▶ YOUR INSTRUCTIONS
Could every line below be written out exactly as it appears?

-- RECORDED DATA follows --

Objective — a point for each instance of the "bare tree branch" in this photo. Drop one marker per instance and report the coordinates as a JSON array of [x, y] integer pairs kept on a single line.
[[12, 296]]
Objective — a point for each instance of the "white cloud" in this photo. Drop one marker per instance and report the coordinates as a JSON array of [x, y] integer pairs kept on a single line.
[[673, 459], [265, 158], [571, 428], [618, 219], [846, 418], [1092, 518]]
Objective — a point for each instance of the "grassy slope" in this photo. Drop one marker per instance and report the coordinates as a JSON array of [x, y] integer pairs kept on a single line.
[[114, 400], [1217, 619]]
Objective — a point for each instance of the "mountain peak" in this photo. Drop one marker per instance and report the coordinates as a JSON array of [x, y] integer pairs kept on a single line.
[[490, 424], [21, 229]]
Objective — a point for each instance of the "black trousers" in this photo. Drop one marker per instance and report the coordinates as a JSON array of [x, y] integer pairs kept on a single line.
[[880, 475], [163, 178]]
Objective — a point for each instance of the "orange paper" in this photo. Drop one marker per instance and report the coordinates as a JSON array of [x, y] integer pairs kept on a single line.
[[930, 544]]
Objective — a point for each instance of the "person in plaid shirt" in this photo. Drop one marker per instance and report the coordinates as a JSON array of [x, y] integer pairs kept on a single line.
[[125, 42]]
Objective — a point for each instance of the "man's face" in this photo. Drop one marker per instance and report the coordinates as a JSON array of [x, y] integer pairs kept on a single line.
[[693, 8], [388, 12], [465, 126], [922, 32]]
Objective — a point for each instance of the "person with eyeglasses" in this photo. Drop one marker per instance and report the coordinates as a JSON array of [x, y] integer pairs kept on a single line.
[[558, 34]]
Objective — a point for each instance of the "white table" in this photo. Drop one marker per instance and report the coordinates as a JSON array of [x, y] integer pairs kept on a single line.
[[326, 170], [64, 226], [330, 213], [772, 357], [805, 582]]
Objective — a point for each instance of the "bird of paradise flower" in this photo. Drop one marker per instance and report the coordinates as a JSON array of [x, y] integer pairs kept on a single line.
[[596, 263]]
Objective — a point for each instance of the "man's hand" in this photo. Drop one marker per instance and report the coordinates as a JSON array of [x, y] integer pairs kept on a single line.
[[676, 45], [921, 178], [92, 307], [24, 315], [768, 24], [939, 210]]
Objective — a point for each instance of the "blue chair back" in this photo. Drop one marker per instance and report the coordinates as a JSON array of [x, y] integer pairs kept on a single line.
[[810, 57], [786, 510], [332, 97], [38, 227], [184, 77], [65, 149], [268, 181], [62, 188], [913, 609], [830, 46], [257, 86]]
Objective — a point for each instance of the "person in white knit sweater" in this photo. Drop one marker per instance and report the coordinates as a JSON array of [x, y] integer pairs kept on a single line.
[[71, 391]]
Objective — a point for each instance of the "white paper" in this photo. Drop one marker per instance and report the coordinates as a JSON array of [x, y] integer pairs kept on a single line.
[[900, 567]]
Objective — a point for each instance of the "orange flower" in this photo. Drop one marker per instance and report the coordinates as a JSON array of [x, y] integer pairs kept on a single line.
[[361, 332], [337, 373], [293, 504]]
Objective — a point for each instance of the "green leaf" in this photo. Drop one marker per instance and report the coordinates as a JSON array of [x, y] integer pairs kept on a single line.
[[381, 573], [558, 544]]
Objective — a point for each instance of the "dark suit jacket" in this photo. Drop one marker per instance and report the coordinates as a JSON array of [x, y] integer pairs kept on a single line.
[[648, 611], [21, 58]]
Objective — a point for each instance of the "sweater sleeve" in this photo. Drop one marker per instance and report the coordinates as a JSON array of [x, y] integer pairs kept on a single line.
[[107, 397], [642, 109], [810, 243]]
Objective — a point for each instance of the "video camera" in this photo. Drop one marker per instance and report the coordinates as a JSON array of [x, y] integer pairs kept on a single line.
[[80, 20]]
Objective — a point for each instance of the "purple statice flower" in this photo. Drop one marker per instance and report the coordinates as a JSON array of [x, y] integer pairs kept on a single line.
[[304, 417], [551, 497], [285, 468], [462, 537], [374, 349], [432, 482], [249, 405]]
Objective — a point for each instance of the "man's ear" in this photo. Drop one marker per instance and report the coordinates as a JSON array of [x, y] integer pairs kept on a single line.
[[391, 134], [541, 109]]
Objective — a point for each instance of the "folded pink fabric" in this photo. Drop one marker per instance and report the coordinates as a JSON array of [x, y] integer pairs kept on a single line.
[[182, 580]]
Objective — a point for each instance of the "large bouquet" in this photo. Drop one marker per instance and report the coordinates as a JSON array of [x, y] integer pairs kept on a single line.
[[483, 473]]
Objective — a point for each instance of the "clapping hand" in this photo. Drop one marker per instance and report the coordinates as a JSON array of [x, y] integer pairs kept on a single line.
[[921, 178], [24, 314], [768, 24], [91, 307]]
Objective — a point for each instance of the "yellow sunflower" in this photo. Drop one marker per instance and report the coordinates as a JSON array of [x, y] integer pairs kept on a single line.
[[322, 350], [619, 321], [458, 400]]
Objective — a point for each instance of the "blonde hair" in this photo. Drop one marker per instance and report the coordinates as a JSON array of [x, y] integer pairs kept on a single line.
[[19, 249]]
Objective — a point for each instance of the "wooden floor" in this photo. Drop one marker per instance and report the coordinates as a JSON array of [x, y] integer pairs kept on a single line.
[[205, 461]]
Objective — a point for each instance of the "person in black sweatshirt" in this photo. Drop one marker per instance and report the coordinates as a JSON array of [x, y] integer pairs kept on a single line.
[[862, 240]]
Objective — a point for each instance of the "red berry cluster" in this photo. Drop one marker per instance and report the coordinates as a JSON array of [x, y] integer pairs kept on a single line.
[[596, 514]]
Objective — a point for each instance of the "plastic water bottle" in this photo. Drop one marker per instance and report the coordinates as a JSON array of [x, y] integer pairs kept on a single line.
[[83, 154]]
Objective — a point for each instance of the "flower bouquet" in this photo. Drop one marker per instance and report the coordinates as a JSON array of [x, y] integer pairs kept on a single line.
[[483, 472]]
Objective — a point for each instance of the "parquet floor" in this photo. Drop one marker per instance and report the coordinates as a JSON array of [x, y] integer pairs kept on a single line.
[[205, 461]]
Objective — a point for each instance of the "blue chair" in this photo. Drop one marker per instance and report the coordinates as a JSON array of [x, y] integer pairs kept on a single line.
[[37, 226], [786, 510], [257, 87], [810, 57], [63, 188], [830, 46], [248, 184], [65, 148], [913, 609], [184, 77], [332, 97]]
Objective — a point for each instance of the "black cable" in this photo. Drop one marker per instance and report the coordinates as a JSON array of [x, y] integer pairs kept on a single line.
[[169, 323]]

-- RECORDED DATA concluded --

▶ TASK RESULT
Objective — a point for each instance of the "bare tree branch" in this photo. Drop one marker per instance and report the coordinates as a JSON array of [x, y] integer pairs kept on a single line.
[[12, 296]]
Objective — a point for each instance of the "white cloud" in this photo. Drop one marker per instance and report the coordinates as a JSON array of [x, y] integer pairs kept on a single line.
[[673, 459], [265, 158], [571, 428], [618, 219], [846, 418], [1092, 518]]
Objective — a point for each instance of the "grassy slope" in this photo. Drop one marker per instance and report the coordinates as a JSON array of [x, y] integer pairs kept on a single line.
[[114, 400], [1217, 619]]
Objective — a point for each instance of the "mountain peak" in this photo. Drop one marker per instance and report the coordinates as a JSON array of [x, y] integer pairs kept on a single line.
[[490, 424], [21, 229]]
Objective — a point for each instance of the "black trousers" in this photo. Drop one marker per instance and report the coordinates as a JSON array of [x, y] integer pairs kept on a single line.
[[880, 475], [163, 178]]
Objective — a point for each instance of the "orange paper" in this photo. Drop one marker per instance and report the coordinates as a JSON array of [x, y] integer pairs kept on a single line.
[[930, 544]]
Objective — a point for each instance of the "person in plaid shirt" in this photo. Drop one marker per instance and report the coordinates as a JSON array of [x, y] integer pairs kept on a single line.
[[125, 42]]
Objective — a point for each instance of the "man's face" in this photo. Drop one marker per instance and report the coordinates as a JSON array of [x, y] integer pairs kept on a single line.
[[693, 8], [388, 12], [465, 126], [922, 32]]
Objective — a point for each instance of the "person with eyeglasses" in this photo. Drop one marker per instance and report the coordinates as a JSON array of [x, y] integer pairs kept on a single line.
[[558, 34]]
Objective — a point for each instance of the "white table" in this photo. Drop one marker per instance and report the coordinates as a JSON array of [x, y] integer pairs kept on a single line.
[[326, 170], [64, 226], [330, 213], [772, 357], [805, 582]]
Objective — a point for each instance of the "bird of paradise flower" in this photo. Drop one marker per instance and report the coordinates as a JSON array of [x, y] integer pairs kept on a single line.
[[596, 263]]
Objective — a point for each instance of the "man's hand" in this photo. Drop one marker per instance and report the coordinates as a JSON array of [x, y] integer pairs kept on a single line.
[[676, 45], [921, 178], [92, 307], [24, 315], [768, 24], [939, 210]]
Objective — a point for each instance of the "blue chair back" in this photo. Drop one marker per instance and report the coordinates as a JSON array of [x, y] integer pairs kept on a single line.
[[810, 57], [786, 510], [332, 97], [38, 227], [184, 77], [65, 149], [268, 181], [62, 188], [913, 609], [830, 46], [257, 86]]
Objective — a point for each instance of the "person in white knit sweater" in this photo. Drop one marker per instance and report the coordinates as a JSON array of [x, y] integer pairs kept on a single line.
[[71, 391]]
Objective — a point for each instance of the "white paper" in this photo. Drop one marker per instance and report the coordinates as a JSON array of [x, y] integer pairs kept on a single line.
[[900, 567]]
Objective — a point for each instance of the "orange flower" in this photo. Drop one marker per instance and report the coordinates as a JSON array of [x, y] integer pairs kept on a single line.
[[361, 332], [337, 373], [293, 504]]
Objective — a point for each instance of the "green leaf" in this photo. Drop one marker per instance and report the coordinates as a JSON array of [x, y] integer pairs kept on a single line.
[[381, 573], [558, 544]]
Objective — a point for each instance of the "dark suit jacket" in this photo. Drop one marker per instance and report the coordinates as a JSON array of [x, y] integer pairs kept on a single line.
[[648, 611], [21, 58]]
Objective — a point for each instance of the "sweater sleeve" in this photo. Drop one marker per instance and report the coordinates as a JSON array of [x, y] integer pairs kept on a single line.
[[107, 397], [642, 109], [810, 243]]
Objective — a point for each instance of the "video camera" in this photo. Drop one marker per instance and report the coordinates as a JSON array of [x, y] integer pairs kept on a single line.
[[80, 20]]
Objective — a point for each instance of the "purple statice flower" in this photo. Drop one marker per instance and report the coordinates as a JSON array of [x, y] integer pairs kept on a single line.
[[304, 417], [551, 497], [285, 468], [462, 537], [374, 349], [432, 482], [249, 405]]
Objective — a point for each instance of the "man's ear" in this photo. Drop one marker per instance and report the coordinates as a JSON array of [x, y] integer pairs kept on a single line.
[[391, 134], [541, 109]]
Objective — a point for each instance of the "folded pink fabric" in this photo. Drop one marker per instance and report the coordinates as a JSON array of [x, y] integer pairs kept on a single line.
[[182, 580]]
Objective — a point for each instance of the "large bouquet" in this photo. Drop one marker per instance and report the coordinates as a JSON array of [x, y] integer pairs kept on a single line.
[[483, 473]]
Objective — a point for each instance of the "clapping hand" in this photo. Drop one marker per instance and report the coordinates as a JSON array of [x, y] integer pairs kept on a single line.
[[921, 178], [24, 314], [768, 24], [91, 307]]
Objective — a point for each instance of the "yellow sunflower" in this photo. Drop one marker per instance and report the coordinates as a JSON array of [x, y] integer pairs kept on a single line.
[[322, 350], [619, 321], [458, 400]]
Objective — a point for each instance of the "blonde hair" in this photo. Drop one marker per instance and report the coordinates as a JSON array of [x, y] integer pairs kept on a single line.
[[19, 249]]
Objective — a point for each instance of the "wooden floor" in this photo. Drop one marker per instance and report the coordinates as a JSON array of [x, y] integer pairs kept on a single line.
[[205, 461]]
Objective — a point for each instance of the "person in black sweatshirt" in this photo. Drop one marker per instance and report the coordinates as a JSON array of [x, y] integer pairs kept on a single line.
[[862, 240]]
Objective — a point for each instance of the "red berry cluster" in this photo. Drop one marker per instance and report the coordinates as a JSON array of [x, y] integer pairs kept on a single line.
[[596, 514]]
Objective — a point for each instance of the "plastic water bottle" in this photo. Drop one marker per instance and report the coordinates as a JSON array of [x, y] integer pairs kept on a single line.
[[83, 154]]
Objective — a point for each instance of the "flower bouquet" in this photo. Drop one marker per instance and report the coordinates as a JSON array of [x, y] integer pairs kept on a single line.
[[483, 472]]
Objective — a point for each instance of the "parquet floor" in this photo. Drop one marker per instance and report the coordinates as a JSON array of [x, y] integer pairs kept on a single line.
[[205, 461]]
Objective — a point for each instance of the "blue chair" in this photo. Drop one marker per instance and report the coordinates as a JSON array of [x, y] integer pairs kept on a single line.
[[37, 226], [786, 510], [257, 87], [810, 57], [63, 188], [830, 46], [248, 184], [65, 148], [913, 609], [184, 77], [332, 97]]
Objective — a point for each instance of the "black cable" in this photo. Drop one marker per instance and report the coordinates as a JSON array of [x, y] integer pairs kept on a single line.
[[169, 323]]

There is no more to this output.